* _Document text_:
:::::
TORCH_LIBRARY_IMPL(my_ops, CPU, m) {
		// For CPU tensors, use short_kernel_cpu()
    m.impl("short_kernel", &short_kernel_cpu);
}

TORCH_LIBRARY(my_ops, m) registers operators to the namespace ‘my_ops’ in PyTorch, so we can use torch.ops.my_ops.short_kernel to call our implementations. To register this op, we need to pass a schema "short_kernel(Tensor x) -> Tensor" to tell PyTorch how this op can be called. Please see The Custom Operators Manual for more details.

TORCH_LIBRARY_IMPL(my_ops, CUDA, m) says “for the my_ops operator library, here are the implementations to use when the dispatch key is CUDA.”
m.impl("short_kernel", &short_kernel) binds the C++ function short_kernel(at::Tensor) as the CUDA‐backend kernel for that op. So if you do:

1 2	x = torch.randn(..., device="cuda") torch.ops.my_ops.short_kernel(x)

the dispatcher will route the call into your short_kernel CUDA function.

TORCH_LIBRARY_IMPL(my_ops, CPU, m) does the same thing for the CPU dispatch key.
If you call

1 2	x = torch.randn(..., device="cpu") torch.ops.my_ops.short_kernel(x)

then PyTorch will invoke your short_kernel_cpu(at::Tensor) function instead.

Setting Up the Build System

Following Python’s convention, we use setuptools to configure the build system.

Our code is as simple as the following:

# setup.py
from setuptools import setup, Extension
from torch.utils import cpp_extension

setup(name="my_ops",
      packages=['my_ops'],
      ext_modules=[
          cpp_extension.CUDAExtension(
            "my_ops._C",
            ["my_ops/csrc/simple_ops.cu"],
            # define Py_LIMITED_API with min version 3.9 to expose only the stable
            # limited API subset from Python.h
            extra_compile_args={
                "cxx": ["-DPy_LIMITED_API=0x03090000", "-O2"],
                "nvcc": [
                    "-O3"
                ]},
            py_limited_api=True)],  # Build 1 wheel across multiple Python versions
      cmdclass={'build_ext': cpp_extension.BuildExtension},
      options={"bdist_wheel": {"py_limited_api": "cp39"}}  # 3.9 is minimum supported Python version
)

By adding the compiler flag -DPy_LIMITED_API=0x03090000 , we can assure that the built extension can be run on any Python environment with version ≥ 3.9. It helps verify that the extension is in fact only using the CPython Stable Limited API which ensures forward compatibility. According to PyTorch documentation,

If this requirement (Defining the Py_LIMITED_API flag) is not met, it is possible to build a wheel that looks CPython agnostic but will crash, or worse, be silently incorrect, in another CPython environment.
:::::
* _Rows_:
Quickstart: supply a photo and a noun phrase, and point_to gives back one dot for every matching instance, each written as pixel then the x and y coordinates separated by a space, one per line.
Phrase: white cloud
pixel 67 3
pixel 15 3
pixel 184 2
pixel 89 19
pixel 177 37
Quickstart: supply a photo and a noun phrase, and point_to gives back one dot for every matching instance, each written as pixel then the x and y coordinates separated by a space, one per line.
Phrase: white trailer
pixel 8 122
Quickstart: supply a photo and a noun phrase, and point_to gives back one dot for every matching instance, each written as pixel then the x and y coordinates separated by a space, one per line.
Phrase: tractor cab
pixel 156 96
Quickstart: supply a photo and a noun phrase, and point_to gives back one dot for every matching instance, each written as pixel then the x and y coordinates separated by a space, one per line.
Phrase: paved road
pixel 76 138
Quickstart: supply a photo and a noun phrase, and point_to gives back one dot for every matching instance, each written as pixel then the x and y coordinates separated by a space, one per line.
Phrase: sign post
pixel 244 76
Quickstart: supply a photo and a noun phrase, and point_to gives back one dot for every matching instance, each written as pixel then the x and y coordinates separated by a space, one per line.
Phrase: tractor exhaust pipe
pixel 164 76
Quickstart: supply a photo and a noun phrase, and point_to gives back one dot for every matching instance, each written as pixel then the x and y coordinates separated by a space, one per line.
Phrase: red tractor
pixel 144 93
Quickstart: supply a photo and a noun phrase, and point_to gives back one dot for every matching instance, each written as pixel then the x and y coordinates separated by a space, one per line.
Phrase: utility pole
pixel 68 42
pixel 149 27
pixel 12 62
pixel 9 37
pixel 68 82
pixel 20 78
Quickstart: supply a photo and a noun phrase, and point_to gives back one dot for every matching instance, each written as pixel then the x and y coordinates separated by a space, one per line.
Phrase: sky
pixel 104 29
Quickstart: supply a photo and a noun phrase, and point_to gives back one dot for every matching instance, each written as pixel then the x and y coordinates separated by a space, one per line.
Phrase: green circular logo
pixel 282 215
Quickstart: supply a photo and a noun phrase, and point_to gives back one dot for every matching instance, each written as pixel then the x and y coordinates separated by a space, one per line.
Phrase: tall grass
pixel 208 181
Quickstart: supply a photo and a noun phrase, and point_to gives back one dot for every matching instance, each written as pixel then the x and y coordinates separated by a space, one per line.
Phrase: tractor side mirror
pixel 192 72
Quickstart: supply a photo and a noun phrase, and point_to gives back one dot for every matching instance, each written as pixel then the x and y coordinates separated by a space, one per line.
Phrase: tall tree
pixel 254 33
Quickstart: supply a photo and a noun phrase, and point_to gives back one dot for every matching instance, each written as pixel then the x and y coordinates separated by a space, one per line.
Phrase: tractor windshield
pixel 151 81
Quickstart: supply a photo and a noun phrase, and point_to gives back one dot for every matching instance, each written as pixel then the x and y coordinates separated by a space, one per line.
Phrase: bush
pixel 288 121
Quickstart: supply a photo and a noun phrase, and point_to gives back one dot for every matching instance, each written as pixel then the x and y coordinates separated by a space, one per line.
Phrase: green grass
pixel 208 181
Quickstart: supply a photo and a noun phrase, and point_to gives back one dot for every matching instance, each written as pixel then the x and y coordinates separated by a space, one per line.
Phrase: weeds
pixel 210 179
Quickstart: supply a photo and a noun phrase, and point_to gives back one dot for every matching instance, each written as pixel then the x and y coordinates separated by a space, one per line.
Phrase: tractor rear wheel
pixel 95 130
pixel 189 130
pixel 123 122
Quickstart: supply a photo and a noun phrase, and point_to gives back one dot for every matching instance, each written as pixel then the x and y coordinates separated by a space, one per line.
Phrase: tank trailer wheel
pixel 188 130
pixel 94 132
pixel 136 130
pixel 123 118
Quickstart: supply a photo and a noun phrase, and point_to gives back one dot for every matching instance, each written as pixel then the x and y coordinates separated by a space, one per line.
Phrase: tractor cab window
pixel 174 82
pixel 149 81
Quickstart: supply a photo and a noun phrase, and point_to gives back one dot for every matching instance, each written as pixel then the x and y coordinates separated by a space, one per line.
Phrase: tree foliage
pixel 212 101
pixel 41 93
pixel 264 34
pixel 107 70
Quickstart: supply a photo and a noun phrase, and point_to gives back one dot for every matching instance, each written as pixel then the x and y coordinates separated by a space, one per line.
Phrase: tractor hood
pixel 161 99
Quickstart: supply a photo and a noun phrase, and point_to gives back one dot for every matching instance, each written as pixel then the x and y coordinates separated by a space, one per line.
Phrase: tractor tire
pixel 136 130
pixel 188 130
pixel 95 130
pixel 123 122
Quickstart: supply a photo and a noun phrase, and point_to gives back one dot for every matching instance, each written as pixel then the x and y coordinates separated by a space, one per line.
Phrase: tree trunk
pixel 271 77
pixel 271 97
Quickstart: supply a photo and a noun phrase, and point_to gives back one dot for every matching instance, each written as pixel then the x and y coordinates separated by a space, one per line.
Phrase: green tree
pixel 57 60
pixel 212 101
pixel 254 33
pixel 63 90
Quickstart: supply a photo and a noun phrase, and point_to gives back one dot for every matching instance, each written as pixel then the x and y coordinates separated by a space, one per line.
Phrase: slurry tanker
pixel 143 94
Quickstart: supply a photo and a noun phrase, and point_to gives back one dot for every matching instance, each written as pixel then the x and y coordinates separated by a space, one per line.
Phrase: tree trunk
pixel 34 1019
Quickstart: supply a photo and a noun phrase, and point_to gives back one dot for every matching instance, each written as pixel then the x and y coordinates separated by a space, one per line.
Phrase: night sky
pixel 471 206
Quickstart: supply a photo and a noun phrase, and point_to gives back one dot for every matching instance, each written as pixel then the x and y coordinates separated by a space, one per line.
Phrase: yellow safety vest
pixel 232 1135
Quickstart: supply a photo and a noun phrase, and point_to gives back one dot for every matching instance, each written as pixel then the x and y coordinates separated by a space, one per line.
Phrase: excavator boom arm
:::::
* _Given problem 1_: From the PyTorch custom operator text, render this sentence in Spanish: "Following Python’s convention, we use setuptools to configure the build system."
* _Given problem 2_: Extend the PyTorch custom operator text past its last sentence.
The lines have no connection to the PyTorch custom operator text.

* _Exercise response 1_: Siguiendo la convención de Python, usamos setuptools para configurar el sistema de compilación.

* _Exercise response 2_:
We need to register an empty _C module as the following code block shows to let python directly import our built .so library. By configuring ext_modules.cpp_extension.CUDAExtension.name = “my_ops._C” , the output file of our built module would be my_ops/_C.abi3.so. By executing from my_ops import _C , our custom ops can be registered to PyTorch since our simple_ops.cu file contains calls to TORCH_LIBRARY andTORCH_LIBRARY_IMPL .

// my_ops/csrc/simple_ops.cu
extern "C" PyObject *PyInit__C(void) {
    static struct PyModuleDef def = {
        PyModuleDef_HEAD_INIT,
        "_C",   // <— the name of the module
        nullptr,
        -1,
        nullptr
    };
    return PyModule_Create(&def);
}

How to export a c++ function to Python?

The extern "C" PyObject *PyInit__C(void) is a standard way to expose a cpp function to Python.

To register a cpp function, we need to do the following things:

Write a real C++ func (add_one).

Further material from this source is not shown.